Source excerpt:
----------

Figure 2 is a fundamental illustration of an exemplary storage cell forming part of a data store constructed in accordance with the invention. This storage cell consists of a storage electrode SP which is arranged above a semiconductor substrate SU, and a transfer electrode TE which is arranged above both the storage electrode SP and the semiconductor substrate. The transfer electrode TE and the storage electrode SP are insulated from the semiconductor substrate SU, but a connection is provided between the transfer electrode TE and the storage electrode SP. The thickness of the insulating layer between the transfer electrode and the surface of the semiconductor substrate SU is greater than the thickness of the insulating layer between the storage electrode SP and the surface of the semiconductor substrate SU. In the semiconductor substrate, a bit line BL is diffused in, at least in the region of the storage cell.

A storage capacitance SK is formed with the aid of the storage electrode SP. The exchange of charge between the storage capacitance SK and the bit line BL occurs with the aid of the transfer electrode TE, If charge is to be transferred between the bit line BL and the storage capacitance SK, the transfer electrode TE, in common with the storage electrode SP, is operated by a pulse. In dependence upon which potential exists on the bit line DL, there is either an exchange of charge with the bit line, or there is not.

----------

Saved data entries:
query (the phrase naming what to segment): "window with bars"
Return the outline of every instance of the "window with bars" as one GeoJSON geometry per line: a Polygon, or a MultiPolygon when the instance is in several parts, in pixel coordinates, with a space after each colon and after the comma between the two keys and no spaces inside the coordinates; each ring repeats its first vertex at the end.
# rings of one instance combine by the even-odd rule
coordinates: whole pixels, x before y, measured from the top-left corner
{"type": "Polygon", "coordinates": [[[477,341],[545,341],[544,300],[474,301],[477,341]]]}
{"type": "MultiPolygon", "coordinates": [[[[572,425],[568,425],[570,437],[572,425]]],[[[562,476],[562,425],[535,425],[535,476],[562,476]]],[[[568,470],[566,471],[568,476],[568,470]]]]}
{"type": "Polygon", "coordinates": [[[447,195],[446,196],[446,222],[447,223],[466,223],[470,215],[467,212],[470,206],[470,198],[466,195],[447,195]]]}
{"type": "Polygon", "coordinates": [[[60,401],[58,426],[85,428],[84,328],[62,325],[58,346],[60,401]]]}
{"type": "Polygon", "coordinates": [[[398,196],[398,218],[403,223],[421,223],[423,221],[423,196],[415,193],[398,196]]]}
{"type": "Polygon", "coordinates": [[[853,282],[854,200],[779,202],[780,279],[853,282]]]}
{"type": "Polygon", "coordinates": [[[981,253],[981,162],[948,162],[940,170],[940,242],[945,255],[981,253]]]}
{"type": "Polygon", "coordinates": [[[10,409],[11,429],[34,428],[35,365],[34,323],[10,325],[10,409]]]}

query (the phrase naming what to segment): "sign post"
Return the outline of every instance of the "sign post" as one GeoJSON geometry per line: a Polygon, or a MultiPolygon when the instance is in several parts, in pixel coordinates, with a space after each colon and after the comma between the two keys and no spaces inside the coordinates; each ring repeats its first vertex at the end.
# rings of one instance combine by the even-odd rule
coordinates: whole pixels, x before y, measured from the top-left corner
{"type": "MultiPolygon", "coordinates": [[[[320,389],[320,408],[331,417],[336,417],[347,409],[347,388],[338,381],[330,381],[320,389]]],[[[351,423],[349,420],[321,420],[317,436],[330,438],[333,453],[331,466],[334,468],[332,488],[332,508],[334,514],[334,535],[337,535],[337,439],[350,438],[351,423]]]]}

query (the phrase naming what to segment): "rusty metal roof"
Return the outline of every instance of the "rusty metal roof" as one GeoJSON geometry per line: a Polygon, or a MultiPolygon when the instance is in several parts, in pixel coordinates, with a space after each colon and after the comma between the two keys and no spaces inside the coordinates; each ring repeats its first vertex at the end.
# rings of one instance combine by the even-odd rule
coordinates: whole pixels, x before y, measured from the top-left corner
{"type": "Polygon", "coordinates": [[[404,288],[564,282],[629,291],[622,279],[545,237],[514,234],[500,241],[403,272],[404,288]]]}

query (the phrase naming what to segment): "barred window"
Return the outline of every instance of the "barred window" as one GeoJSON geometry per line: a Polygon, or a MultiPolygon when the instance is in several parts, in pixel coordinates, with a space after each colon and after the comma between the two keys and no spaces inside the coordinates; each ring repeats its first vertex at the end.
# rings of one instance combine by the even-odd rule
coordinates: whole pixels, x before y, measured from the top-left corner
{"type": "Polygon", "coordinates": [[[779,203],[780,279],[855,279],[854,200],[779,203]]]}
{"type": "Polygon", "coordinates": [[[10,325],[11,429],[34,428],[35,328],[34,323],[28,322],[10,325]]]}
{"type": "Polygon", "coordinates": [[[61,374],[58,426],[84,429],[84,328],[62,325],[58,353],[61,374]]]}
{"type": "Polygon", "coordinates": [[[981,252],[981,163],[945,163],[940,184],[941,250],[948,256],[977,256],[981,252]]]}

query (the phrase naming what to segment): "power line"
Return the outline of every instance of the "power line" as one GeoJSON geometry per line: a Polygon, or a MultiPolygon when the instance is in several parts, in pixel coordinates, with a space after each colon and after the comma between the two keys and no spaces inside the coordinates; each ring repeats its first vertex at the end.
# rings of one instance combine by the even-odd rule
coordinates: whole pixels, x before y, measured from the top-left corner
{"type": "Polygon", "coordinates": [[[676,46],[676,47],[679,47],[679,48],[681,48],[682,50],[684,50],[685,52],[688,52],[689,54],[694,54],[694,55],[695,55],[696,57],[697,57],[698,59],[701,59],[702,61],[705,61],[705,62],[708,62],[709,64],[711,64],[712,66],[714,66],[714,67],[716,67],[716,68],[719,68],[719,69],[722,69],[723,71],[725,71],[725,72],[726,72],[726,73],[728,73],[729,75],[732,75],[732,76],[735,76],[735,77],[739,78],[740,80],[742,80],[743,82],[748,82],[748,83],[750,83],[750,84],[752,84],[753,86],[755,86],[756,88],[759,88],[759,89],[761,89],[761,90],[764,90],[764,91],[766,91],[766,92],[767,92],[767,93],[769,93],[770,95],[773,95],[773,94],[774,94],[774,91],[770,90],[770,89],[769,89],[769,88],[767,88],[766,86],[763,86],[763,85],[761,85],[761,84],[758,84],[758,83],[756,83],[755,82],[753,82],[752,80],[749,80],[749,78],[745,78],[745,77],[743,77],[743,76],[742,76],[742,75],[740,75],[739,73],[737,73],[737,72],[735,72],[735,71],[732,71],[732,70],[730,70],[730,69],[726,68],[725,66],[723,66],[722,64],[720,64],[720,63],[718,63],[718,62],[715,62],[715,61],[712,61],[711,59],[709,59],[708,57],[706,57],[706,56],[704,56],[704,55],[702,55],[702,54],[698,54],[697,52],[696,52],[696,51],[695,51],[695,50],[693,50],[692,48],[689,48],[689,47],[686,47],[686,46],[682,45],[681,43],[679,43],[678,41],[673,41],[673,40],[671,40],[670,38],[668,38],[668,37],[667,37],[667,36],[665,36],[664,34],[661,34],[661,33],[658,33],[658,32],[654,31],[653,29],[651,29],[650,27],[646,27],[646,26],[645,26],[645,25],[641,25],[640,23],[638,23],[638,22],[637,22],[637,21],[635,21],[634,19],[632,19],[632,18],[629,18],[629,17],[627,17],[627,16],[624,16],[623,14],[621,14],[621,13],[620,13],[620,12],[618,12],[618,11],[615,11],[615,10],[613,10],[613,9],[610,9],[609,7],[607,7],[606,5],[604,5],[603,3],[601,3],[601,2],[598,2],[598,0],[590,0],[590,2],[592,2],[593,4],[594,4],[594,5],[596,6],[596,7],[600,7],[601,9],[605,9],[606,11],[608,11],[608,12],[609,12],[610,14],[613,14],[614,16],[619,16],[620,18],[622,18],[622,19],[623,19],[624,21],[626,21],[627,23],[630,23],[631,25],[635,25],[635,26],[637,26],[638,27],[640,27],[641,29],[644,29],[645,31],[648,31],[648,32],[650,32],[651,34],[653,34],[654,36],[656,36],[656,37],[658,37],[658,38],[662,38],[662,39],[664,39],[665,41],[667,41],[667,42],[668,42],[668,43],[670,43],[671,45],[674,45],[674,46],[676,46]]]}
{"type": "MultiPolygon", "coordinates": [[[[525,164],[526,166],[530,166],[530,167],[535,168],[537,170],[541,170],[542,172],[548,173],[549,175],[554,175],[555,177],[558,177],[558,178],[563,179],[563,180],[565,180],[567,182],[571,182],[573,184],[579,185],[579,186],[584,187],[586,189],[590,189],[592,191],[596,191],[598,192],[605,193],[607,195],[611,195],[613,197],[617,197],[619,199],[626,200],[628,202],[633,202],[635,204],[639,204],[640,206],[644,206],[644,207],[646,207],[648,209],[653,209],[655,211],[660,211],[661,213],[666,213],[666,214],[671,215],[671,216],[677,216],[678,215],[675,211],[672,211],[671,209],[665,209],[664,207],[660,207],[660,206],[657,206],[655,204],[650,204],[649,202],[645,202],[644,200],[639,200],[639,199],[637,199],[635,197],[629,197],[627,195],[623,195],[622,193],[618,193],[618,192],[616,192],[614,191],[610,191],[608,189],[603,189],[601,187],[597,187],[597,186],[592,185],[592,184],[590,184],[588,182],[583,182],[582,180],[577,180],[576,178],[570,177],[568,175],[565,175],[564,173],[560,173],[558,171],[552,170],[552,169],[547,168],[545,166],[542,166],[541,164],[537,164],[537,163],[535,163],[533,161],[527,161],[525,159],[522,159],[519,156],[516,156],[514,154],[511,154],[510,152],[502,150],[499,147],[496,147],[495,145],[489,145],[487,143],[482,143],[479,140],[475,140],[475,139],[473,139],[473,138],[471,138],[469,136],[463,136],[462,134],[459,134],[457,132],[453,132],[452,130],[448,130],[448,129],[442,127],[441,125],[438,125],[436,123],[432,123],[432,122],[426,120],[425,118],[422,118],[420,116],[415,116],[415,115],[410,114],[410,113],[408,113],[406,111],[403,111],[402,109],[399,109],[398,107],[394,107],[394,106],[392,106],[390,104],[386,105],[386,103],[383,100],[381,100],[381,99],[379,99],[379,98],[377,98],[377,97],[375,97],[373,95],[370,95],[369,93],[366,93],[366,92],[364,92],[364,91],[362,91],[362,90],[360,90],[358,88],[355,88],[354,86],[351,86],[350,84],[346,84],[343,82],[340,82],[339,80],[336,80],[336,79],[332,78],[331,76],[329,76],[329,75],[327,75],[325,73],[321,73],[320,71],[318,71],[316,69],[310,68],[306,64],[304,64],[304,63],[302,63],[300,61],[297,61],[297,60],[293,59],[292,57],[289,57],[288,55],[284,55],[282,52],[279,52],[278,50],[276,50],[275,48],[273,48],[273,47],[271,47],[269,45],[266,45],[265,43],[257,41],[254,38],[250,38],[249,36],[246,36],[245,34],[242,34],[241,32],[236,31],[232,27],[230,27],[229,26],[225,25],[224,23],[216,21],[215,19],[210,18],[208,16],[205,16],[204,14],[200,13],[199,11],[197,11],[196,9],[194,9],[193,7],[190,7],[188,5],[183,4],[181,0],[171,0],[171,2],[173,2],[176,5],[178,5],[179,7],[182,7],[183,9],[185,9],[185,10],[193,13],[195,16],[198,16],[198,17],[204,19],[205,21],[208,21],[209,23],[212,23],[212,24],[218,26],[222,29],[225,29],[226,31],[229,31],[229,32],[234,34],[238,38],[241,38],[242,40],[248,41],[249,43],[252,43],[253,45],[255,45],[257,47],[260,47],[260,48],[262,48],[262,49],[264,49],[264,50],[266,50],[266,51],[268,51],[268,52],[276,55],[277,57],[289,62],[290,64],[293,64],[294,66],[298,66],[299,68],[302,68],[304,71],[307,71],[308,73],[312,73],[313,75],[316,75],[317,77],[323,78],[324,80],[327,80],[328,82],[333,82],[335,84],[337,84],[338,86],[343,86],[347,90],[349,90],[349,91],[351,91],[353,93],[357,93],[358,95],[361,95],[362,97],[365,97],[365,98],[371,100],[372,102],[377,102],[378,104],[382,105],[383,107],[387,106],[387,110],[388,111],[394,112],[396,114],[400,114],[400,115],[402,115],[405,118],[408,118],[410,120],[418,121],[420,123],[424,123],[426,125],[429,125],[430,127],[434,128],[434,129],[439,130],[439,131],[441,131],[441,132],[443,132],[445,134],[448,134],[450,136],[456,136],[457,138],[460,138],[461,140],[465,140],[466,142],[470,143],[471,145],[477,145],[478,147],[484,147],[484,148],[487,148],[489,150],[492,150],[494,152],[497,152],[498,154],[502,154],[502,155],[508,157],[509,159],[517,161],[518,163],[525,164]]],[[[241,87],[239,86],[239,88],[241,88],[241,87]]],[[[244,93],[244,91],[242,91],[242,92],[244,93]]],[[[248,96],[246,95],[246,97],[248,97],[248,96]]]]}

----------

Work to be completed:
Update the data store description from "A storage capacitance" to "there is not.", and write "storage capacitor SK" wherever "storage capacitance SK" appears.

Exercise response:
A storage capacitor SK is formed with the aid of the storage electrode SP. The exchange of charge between the storage capacitor SK and the bit line BL occurs with the aid of the transfer electrode TE, If charge is to be transferred between the bit line BL and the storage capacitor SK, the transfer electrode TE, in common with the storage electrode SP, is operated by a pulse. In dependence upon which potential exists on the bit line DL, there is either an exchange of charge with the bit line, or there is not.